_SET EXERCISE_. Identify every line in the records that contains the word "flower" and copy each of those lines.

_GIVEN DATA_.
_ _ _ _ _

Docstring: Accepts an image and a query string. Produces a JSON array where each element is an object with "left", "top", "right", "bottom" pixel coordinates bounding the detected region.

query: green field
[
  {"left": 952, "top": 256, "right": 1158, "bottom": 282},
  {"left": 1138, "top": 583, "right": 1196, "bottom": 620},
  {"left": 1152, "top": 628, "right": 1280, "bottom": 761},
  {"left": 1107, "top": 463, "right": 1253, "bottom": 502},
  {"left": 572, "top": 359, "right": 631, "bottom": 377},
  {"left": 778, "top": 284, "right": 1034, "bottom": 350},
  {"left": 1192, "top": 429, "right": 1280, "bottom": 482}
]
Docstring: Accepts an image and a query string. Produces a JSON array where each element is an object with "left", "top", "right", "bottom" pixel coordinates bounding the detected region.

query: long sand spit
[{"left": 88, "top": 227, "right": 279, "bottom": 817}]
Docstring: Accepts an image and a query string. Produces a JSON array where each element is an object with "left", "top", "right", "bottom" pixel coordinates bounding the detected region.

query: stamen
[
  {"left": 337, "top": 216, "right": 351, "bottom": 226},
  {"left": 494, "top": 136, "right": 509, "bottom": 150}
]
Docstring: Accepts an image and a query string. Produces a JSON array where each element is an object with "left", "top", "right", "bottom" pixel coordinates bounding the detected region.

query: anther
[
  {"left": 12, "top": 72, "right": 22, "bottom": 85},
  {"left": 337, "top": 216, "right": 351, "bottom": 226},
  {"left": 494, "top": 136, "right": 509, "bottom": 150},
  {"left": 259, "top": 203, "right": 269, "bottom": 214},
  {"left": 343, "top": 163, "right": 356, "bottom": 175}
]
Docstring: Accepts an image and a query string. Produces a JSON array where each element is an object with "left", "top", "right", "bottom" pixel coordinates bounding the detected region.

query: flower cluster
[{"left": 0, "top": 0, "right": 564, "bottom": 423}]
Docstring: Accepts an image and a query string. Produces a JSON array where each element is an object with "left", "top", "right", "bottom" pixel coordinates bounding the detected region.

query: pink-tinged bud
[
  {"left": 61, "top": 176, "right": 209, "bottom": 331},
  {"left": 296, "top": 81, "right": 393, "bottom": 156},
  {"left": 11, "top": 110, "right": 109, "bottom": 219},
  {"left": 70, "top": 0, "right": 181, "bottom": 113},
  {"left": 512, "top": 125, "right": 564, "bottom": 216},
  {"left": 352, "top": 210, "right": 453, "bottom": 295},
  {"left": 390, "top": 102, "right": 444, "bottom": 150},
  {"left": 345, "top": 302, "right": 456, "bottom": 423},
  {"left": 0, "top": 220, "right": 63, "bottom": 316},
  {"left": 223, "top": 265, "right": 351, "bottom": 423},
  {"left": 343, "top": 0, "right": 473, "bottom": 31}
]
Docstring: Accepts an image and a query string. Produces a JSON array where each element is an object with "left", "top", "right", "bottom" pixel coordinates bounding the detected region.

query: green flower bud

_ _ _ _ _

_RESULT FOR THIS EXERCISE_.
query: flower cluster
query: green flower bud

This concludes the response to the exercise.